» Stated goal 1:
In the review of the Trese comic series, substitute "Quezon City" for "Manila" throughout the stretch from "Trese is a Filipino" through "love about that?", and give that stretch again.
» Stated goal 2:
According to the review of the Trese comic series, why does the series' use of Filipino folklore feel fresh? Answer in one to three sentences.
» Stated goal 3:
Carry on the review of the Trese comic series, starting right after its last sentence.

» Text section:
Trese is a Filipino comic series by Batjette Tan and Kajo Baldisimo featuring Alexandra Trese, a Babaylan, or shamaness, who solves supernatural crimes on the mean streets of Manila. It's your everyday hardboiled supernatural detective series and set in the Philippines. What's not to love about that?

Trese: Filipino Supernatural Noir Series Offers a New Voice in Horror
Trese Vol. 1 cover, ABLAZE

Alexandra Trese is an Asian version of the supernatural detective archetype that's been around since the Victorian era, brought back to prominence in the 1980s by John Constantine in Hellblazer, here given a Southeast Asian flavour. The series draws on Filipino folklore and supernatural horror that feels fresh because Southeast Asian folklore is less familiar to Westerners. Tan and Baldisimo also find witty and inventive ways to update the supernatural and weave it into the fabric of modern urban life as metaphors and prisms for social commentary. A corrupt mayor who does deals with demons for power, sacrificing the lives of the poor for his deal. The murder of a ghost who haunts the metro line where she committed suicide. An actress stalked by the demonized dead baby she abandoned. A lightning god who takes human sacrifices to grant good fortune to a poor district. A horse god who participates in illegal streetcar races. A man raises zombies to attack the policemen who shot dead his brother and got away with it. And through it all, Trese patrols the night streets with a pair of warrior demons as her sidekicks and a fire demon on her speed dial. There's a pleasing Hellblazer vibe to it. What makes the series fresh is the Southeast Asian perspective that uses specific details from Filipino cultural life and politics. There's a recurring motif of body horror, the ritual binding of flesh to spirit to birth horrors that catnip to horror fans.

[Point-based annotation data]
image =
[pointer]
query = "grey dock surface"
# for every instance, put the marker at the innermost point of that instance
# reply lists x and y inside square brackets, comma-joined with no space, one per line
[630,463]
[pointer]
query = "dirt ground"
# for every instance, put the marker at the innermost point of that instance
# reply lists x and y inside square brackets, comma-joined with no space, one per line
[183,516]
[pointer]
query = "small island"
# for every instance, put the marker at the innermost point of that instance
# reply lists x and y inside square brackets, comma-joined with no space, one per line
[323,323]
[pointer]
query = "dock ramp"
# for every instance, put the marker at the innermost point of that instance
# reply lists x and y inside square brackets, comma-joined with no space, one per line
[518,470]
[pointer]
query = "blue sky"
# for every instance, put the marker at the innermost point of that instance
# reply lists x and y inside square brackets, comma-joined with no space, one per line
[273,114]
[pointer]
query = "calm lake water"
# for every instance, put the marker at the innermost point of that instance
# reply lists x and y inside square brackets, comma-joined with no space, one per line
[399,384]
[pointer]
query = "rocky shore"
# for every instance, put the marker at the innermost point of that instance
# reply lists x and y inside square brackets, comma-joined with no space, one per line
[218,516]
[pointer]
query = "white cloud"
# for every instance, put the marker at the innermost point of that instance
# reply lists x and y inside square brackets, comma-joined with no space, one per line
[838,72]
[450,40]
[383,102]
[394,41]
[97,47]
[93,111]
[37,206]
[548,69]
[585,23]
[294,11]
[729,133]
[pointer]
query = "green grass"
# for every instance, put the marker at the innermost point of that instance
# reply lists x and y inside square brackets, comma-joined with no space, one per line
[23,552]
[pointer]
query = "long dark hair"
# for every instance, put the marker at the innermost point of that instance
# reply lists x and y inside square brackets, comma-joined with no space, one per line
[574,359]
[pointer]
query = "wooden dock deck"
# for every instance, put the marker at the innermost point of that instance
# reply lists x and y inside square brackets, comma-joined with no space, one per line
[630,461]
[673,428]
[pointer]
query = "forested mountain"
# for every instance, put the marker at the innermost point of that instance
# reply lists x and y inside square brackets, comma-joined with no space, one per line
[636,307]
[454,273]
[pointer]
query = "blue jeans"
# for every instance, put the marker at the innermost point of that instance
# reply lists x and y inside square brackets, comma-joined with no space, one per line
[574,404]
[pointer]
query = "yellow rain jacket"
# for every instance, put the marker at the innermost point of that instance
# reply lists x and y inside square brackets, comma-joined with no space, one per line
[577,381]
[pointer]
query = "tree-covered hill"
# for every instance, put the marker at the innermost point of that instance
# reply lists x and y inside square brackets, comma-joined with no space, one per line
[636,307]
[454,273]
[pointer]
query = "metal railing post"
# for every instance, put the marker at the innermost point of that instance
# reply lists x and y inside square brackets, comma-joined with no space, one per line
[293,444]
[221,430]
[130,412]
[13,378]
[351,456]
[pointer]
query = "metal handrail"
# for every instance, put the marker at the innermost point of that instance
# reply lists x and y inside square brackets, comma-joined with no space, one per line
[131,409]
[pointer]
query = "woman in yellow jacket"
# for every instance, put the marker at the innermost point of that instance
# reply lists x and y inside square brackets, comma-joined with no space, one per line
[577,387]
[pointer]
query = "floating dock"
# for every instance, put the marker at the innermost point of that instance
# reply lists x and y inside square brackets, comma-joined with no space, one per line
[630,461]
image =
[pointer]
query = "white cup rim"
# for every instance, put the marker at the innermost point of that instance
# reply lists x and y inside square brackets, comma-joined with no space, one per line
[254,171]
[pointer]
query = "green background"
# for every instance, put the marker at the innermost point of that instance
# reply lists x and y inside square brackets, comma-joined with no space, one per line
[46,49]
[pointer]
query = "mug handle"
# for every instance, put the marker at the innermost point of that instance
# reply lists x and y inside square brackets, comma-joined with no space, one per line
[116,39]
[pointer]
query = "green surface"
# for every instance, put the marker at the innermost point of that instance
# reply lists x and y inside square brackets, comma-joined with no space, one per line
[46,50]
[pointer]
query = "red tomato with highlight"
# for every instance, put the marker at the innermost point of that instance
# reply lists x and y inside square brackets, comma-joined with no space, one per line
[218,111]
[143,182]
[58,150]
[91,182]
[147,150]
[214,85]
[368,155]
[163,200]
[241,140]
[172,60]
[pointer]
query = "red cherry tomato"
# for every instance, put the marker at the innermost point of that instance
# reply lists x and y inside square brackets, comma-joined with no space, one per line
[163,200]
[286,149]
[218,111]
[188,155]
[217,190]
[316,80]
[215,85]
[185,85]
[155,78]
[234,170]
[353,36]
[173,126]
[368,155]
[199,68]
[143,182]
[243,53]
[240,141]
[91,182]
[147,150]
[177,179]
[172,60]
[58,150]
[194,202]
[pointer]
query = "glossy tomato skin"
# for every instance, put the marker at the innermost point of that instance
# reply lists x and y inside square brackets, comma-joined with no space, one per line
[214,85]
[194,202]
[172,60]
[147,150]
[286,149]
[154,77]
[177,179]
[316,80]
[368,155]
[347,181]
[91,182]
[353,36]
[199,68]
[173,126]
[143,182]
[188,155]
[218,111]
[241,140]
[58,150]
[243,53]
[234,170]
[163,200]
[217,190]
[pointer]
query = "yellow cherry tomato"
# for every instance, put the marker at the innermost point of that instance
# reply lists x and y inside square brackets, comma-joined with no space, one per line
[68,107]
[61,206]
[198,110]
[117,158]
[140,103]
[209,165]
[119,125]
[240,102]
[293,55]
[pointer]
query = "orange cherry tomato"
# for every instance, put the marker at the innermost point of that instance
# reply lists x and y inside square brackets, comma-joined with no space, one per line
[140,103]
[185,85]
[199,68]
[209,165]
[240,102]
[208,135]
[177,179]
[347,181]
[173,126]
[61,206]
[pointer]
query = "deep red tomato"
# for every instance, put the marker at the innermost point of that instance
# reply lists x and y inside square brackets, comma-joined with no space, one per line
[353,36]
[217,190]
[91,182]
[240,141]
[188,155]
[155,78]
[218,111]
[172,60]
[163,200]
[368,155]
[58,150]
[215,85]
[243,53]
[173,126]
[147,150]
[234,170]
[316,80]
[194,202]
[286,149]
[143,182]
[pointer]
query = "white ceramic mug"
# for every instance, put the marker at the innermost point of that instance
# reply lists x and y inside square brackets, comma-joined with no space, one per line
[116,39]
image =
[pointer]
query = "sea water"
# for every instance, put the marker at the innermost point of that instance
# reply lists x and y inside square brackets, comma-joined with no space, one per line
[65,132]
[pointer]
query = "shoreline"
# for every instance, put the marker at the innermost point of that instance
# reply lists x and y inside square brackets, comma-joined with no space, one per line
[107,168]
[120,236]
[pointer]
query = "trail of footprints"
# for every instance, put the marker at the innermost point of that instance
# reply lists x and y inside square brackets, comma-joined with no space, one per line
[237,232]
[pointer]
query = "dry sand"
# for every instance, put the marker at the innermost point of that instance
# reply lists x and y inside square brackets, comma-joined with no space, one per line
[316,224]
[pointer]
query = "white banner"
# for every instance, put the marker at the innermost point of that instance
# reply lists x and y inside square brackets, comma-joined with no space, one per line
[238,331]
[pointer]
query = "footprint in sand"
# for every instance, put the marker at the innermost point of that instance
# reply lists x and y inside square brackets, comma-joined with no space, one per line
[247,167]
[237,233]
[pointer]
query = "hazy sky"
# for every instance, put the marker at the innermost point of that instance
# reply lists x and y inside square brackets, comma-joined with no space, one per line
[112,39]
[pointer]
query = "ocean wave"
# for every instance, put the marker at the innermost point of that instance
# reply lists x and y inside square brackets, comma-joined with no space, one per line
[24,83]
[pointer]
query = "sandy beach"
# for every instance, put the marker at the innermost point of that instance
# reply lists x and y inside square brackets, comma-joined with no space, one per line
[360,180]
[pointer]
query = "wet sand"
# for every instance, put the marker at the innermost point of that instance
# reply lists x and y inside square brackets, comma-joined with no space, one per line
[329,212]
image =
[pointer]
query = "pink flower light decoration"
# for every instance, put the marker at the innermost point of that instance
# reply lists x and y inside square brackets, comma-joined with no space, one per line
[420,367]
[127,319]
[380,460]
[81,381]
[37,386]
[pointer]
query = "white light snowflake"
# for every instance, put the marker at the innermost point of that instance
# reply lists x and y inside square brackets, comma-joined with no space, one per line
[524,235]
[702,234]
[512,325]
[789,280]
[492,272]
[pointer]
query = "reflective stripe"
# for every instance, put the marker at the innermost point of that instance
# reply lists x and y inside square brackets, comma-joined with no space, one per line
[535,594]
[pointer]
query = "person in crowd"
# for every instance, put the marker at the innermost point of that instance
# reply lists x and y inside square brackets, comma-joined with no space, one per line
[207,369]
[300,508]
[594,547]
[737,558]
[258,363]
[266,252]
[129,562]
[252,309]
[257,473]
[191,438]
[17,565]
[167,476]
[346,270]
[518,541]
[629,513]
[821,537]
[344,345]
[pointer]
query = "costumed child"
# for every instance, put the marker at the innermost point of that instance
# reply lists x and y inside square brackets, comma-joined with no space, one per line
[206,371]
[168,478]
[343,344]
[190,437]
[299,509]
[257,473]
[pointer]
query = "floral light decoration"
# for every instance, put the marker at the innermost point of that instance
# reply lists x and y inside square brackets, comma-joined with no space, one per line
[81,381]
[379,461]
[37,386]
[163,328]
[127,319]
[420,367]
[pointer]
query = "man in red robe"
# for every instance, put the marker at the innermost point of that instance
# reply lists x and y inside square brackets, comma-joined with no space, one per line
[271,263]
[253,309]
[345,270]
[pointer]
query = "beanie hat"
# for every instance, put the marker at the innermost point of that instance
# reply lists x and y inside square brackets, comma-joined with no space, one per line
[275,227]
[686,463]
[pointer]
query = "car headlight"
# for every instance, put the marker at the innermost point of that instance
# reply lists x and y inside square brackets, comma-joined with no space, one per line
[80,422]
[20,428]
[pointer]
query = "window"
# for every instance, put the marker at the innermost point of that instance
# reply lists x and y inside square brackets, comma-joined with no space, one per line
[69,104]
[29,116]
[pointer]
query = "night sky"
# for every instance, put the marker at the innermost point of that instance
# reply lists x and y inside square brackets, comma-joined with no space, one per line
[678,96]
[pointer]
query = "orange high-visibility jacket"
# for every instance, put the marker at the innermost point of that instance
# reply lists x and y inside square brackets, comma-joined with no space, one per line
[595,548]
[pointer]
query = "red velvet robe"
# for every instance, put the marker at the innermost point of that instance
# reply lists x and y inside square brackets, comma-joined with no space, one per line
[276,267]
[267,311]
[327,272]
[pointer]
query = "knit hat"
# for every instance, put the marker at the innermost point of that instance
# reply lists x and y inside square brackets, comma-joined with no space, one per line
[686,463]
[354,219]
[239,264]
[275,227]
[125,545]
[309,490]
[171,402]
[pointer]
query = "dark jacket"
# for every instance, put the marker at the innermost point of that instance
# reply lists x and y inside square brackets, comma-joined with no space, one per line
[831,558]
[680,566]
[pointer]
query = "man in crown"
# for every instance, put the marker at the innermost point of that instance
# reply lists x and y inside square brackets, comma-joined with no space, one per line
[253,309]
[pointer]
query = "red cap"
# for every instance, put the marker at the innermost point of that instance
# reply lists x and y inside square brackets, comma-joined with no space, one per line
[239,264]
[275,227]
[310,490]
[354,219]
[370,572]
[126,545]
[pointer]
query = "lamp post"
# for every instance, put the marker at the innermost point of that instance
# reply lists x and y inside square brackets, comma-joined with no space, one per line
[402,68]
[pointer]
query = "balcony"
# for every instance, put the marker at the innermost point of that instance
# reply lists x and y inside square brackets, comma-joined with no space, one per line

» Task answer 1:
Trese is a Filipino comic series by Batjette Tan and Kajo Baldisimo featuring Alexandra Trese, a Babaylan, or shamaness, who solves supernatural crimes on the mean streets of Quezon City. It's your everyday hardboiled supernatural detective series and set in the Philippines. What's not to love about that?

» Task answer 2:
The review says the Filipino folklore and supernatural horror in Trese feel fresh because Southeast Asian folklore is less familiar to Westerners.

» Task answer 3:
Trese: Filipino Supernatural Noir Series Offers a New Voice in Horror
Trese Vol. 2 cover, ABLAZE

The stories in the comic series follow a procedural "case of the week" format, with Trese investigating a new case in each installment, which gives Tan and Baldisimo the space to explore the themes, metaphors, and social commentary in detail, more than the Netflix anime version does. The anime adapts the stories of the first 3 volumes and weaves them together to form the wider arc for the first season. This gives the TV series less breathing space. Budisimo's chiaroscuro artwork is also more unique and atmospheric than the more generic art style of the anime series, and his art and narrative style grows more dynamic and confident as he goes along. Trese is more hardboiled, stoic, and deadpan in the comic, but she's essentially the same: an investigator and shaman who gets the job done by interrogating and negotiating deals with various factions in the supernatural underworld. The anime series is fun, but the original comic is a purer expression of the creators' original vision.

Trese: Filipino Supernatural Noir Series Offers a New Voice in Horror
Trese Vol. 3 cover, ABLAZE

Trese Vol. 1: Murder on Belete Drive has sold out of its first printing, and ABLAZE is going back to the presses. Volumes 2 and 3 are coming soon.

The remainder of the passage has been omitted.